** Start of Records to process **

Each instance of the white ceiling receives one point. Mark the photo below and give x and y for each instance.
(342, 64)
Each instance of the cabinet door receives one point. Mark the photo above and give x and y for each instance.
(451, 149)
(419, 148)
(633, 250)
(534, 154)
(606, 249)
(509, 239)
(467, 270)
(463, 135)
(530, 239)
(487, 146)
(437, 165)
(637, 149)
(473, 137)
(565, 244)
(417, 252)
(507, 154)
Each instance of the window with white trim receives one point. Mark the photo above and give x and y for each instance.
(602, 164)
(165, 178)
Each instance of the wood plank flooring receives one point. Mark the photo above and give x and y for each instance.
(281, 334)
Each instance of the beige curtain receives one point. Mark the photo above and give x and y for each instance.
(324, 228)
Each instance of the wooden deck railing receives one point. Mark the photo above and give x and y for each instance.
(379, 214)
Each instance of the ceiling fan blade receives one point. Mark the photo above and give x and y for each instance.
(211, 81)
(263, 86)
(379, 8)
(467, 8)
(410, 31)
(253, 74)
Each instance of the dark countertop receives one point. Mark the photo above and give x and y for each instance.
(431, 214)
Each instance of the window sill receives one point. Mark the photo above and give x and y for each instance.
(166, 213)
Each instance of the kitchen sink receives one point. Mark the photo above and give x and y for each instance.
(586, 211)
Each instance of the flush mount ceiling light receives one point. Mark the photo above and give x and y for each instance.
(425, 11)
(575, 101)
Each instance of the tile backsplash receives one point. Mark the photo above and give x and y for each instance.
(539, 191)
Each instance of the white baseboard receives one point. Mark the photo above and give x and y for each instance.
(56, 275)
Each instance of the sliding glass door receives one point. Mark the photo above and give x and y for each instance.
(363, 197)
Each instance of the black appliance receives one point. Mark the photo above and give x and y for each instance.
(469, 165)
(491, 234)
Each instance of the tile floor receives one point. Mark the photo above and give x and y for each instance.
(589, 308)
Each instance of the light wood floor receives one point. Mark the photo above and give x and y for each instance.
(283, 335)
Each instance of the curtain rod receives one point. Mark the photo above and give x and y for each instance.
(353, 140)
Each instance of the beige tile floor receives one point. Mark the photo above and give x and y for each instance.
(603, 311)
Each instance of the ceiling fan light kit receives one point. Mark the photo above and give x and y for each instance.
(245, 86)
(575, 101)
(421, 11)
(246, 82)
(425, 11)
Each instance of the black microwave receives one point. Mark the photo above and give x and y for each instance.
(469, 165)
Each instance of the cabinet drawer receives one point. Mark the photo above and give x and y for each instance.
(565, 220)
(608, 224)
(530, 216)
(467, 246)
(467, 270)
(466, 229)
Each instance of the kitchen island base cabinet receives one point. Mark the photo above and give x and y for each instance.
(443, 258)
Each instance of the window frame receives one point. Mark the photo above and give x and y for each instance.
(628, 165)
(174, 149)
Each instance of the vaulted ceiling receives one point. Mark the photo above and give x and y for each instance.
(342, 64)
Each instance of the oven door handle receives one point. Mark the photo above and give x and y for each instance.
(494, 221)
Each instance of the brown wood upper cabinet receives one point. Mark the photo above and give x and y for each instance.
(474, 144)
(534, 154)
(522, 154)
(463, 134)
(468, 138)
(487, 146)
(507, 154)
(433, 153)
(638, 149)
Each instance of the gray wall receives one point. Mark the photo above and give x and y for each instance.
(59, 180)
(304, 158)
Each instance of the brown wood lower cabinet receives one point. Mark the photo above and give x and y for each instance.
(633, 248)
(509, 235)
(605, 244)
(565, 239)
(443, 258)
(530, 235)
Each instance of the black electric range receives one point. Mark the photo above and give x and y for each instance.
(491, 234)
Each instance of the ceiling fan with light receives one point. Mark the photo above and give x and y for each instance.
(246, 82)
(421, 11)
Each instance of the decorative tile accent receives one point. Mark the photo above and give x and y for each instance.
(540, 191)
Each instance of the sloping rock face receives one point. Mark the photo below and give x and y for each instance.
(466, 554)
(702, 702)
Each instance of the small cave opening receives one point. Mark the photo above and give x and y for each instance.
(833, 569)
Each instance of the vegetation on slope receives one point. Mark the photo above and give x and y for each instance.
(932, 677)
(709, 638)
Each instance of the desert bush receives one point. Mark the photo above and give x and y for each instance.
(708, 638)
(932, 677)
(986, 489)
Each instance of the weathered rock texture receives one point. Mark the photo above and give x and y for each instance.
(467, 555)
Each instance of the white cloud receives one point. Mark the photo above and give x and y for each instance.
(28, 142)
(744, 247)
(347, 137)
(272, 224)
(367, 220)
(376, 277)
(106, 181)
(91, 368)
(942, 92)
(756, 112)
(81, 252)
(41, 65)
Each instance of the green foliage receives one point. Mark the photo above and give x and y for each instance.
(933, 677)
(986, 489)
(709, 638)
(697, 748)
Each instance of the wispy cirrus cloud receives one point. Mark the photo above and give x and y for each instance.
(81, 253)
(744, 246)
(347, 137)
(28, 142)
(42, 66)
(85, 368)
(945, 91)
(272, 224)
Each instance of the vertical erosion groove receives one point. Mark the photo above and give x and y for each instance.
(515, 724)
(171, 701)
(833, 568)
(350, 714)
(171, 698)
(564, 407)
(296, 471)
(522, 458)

** End of Records to process **

Task directions —
Each line of the material must be restated exactly.

Solution to the exercise —
Each instance of the white ceiling receives one point. Mark the photo below and give x and y for each instance.
(342, 64)
Each instance of the cabinet door receives one point. Mark the photo above and give x and y for each instance.
(451, 149)
(419, 148)
(633, 250)
(534, 154)
(606, 249)
(509, 239)
(467, 270)
(463, 135)
(530, 239)
(487, 146)
(437, 165)
(637, 149)
(473, 137)
(565, 244)
(417, 252)
(507, 154)
Each instance of the window with white trim receives one point. Mark the photo above and give x and y for each instance.
(602, 164)
(165, 178)
Each instance of the wood plank flooring receives one point. Mark the photo above and give x and y for each instance.
(281, 334)
Each instance of the beige curtain receives one point. Mark the photo above and give x and y for each instance.
(324, 228)
Each instance of the wooden deck railing receives one point. Mark the photo above and give x and y for each instance.
(379, 214)
Each instance of the ceiling fan blade receives one point. Mark the photo above and give x and y for each instance.
(211, 81)
(263, 86)
(379, 8)
(467, 8)
(410, 31)
(253, 74)
Each instance of the dark countertop receives one point. Mark the photo above and give x and y for each instance.
(431, 214)
Each instance of the window sill receives one point. Mark the photo above and give x and y for each instance.
(166, 213)
Each instance of the kitchen sink receives one point. Mark the photo above and give x and y for each instance.
(586, 211)
Each instance of the flush mount ceiling light receives one point. Mark the photo above and give x and y for each instance.
(425, 11)
(575, 101)
Each instance of the tile backsplash receives one point. Mark the photo above and give x and y for each instance.
(539, 191)
Each instance of the white baseboard receives one point. Mark the photo above and give x and y for each instance.
(56, 275)
Each instance of the sliding glass door receives one point. Mark the photo above and give x and y for each instance.
(363, 197)
Each instance of the black appliance receives one point. Mark the photo above and give x and y for each instance.
(469, 165)
(491, 234)
Each instance of the tile floor receives one point. Mark the photo above and give x and y for each instance.
(589, 308)
Each instance of the light wood floor receives one point. Mark the photo above and give x and y for each instance.
(283, 335)
Each instance of the curtain rod receives one point. Mark the photo above and give x and y for each instance.
(353, 140)
Each instance of the beige tile floor receives one point. Mark the photo above and give x and y for each instance.
(603, 311)
Each instance of the ceiling fan light kit receives one point. Mark the photo above and give x and y for each instance.
(245, 86)
(575, 101)
(421, 11)
(246, 82)
(425, 11)
Each instance of the black microwave receives one point. Mark the photo above and give x and y for each instance.
(469, 165)
Each instance of the cabinet drawer receives one point. Mark the photo above and give x and y for each instance.
(565, 220)
(608, 224)
(530, 216)
(467, 246)
(467, 270)
(466, 229)
Each instance of the kitchen island base cabinet receives one point. Mark the photo above and give x and y for each instance.
(443, 258)
Each instance of the window frame receives one point. Mark the photo above and give x and y for each instance.
(628, 165)
(174, 149)
Each instance of the vaulted ceiling receives one point. Mark the photo above and give x and y for each instance.
(342, 64)
Each instance of the oven door handle receives one point. Mark the photo above and give x and y for each instance.
(494, 221)
Each instance of the brown wood upper cabinet receives one point. Mark the photo above and give x and y for each instance.
(474, 144)
(534, 154)
(522, 154)
(463, 134)
(468, 138)
(487, 146)
(507, 154)
(433, 153)
(638, 149)
Each instance of the gray wall receives one point. Mark the photo above and give x and y for each instance.
(59, 180)
(304, 158)
Each instance of the brown wood lower cabinet receives one point. Mark the photo above and give x and y for each instance.
(633, 248)
(509, 235)
(605, 244)
(565, 239)
(443, 258)
(530, 235)
Each instance of the black electric range receives one point. Mark the photo above and give x and y for each instance.
(491, 234)
Each instance of the ceiling fan with light receives one point. Mark the photo above and give x and y for each instance.
(246, 82)
(421, 11)
Each instance of the decorative tile accent receives one point. Mark the photo above and give x and y for each instance.
(540, 191)
Each instance of the sloping rock face receives one point. Mark the photo below and give x and y for each instance.
(466, 554)
(702, 702)
Each instance of the small cave opening receives one point. Mark the photo above and give x and y for each instance.
(833, 569)
Each instance of the vegetation on slope receives one point. Mark the photo above and give x and y for each instance.
(932, 677)
(709, 638)
Each instance of the desert bush receives one point. Mark the photo above and give x and y for each instance.
(708, 638)
(932, 677)
(986, 489)
Each instance of the weathered rock texture receives one point. Mark the photo above and give x and y for each instance.
(467, 555)
Each instance of the white cloud receives one point. Mark the photo above and give x and y for each instance.
(28, 142)
(744, 247)
(347, 137)
(272, 224)
(367, 220)
(376, 277)
(106, 181)
(91, 368)
(942, 92)
(756, 112)
(81, 252)
(41, 65)
Each instance of the green foliage receives one point. Mark the photo above and give x and y for each instance.
(933, 677)
(986, 489)
(709, 638)
(697, 748)
Each instance of the wispy cirrus cloud receives one point. Mark the photo above and give x and y for each instance.
(81, 253)
(744, 246)
(347, 137)
(28, 142)
(42, 66)
(85, 368)
(945, 91)
(272, 224)
Each instance of the vertical erosion groove receives one point. Mark the photo above and give x and y for each instance.
(515, 724)
(171, 701)
(833, 568)
(350, 714)
(171, 698)
(564, 407)
(296, 471)
(522, 458)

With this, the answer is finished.